>> START Supplied material

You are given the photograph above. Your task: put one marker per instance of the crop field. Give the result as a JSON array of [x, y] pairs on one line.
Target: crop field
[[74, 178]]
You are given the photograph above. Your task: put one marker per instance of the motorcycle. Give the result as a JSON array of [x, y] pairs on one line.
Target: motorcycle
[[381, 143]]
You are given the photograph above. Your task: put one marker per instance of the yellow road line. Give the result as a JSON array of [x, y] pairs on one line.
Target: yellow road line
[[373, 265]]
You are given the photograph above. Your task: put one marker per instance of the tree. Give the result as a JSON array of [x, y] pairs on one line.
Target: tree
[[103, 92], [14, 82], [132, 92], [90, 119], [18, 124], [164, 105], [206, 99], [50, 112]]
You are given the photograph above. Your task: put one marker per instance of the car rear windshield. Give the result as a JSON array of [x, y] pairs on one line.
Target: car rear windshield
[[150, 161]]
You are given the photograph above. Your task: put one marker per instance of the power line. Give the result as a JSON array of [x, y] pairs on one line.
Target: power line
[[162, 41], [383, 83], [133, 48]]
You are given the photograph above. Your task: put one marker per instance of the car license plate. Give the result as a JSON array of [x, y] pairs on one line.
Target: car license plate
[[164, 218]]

>> END Supplied material
>> START Supplied material

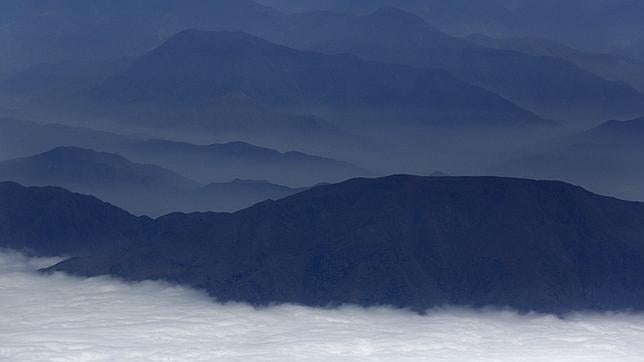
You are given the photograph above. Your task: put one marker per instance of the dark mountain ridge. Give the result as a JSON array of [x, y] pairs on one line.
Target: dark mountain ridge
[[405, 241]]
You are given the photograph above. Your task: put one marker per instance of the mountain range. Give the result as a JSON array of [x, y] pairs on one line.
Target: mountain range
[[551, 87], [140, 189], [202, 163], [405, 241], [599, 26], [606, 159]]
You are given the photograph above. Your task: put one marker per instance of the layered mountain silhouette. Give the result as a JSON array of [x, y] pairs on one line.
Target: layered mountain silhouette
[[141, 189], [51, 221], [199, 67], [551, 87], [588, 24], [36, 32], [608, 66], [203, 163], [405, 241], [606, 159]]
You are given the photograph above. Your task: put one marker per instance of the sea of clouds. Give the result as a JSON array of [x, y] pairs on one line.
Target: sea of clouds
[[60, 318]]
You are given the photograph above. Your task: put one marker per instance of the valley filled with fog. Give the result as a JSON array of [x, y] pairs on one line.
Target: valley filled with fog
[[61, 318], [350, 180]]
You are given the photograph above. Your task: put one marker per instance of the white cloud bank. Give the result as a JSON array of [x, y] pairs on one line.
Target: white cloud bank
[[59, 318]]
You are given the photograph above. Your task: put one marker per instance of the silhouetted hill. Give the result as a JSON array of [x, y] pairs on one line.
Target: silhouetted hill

>> END Supplied material

**Aim**
Please present the items from the line with "of the crop" up to and including the line with "[[373, 265]]" as a two-column CSV with the headers instruction and answer, one row per item. Put each item's text and its answer in separate quoted fields, with line breaks replaced by spaces.

**Task answer**
instruction,answer
"You are given the photograph above. Your task: put one marker per instance of the crop field. Give the result as a JSON array of [x, y] pairs on one line. Target: crop field","[[74, 178]]"
"You are given the photograph above. Your task: put one marker per instance of the motorcycle. Give the result as a JSON array of [x, y] pairs on one line. Target: motorcycle","[[381, 143]]"
"You are given the photograph above. Your task: put one marker per instance of the yellow road line. Give the result as a JSON array of [x, y] pairs on one line. Target: yellow road line","[[373, 265]]"